(Pointing dataset records)
--------------------

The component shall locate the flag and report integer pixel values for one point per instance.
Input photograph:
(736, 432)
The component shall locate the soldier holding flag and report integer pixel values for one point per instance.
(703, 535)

--------------------

The request:
Look above for the line containing "The component shall locate the soldier", then transcribe it and all lines after it through the last, exactly and with nothing else.

Task result:
The component shall locate the soldier holding flag and report integer pixel values for one point per instance.
(703, 535)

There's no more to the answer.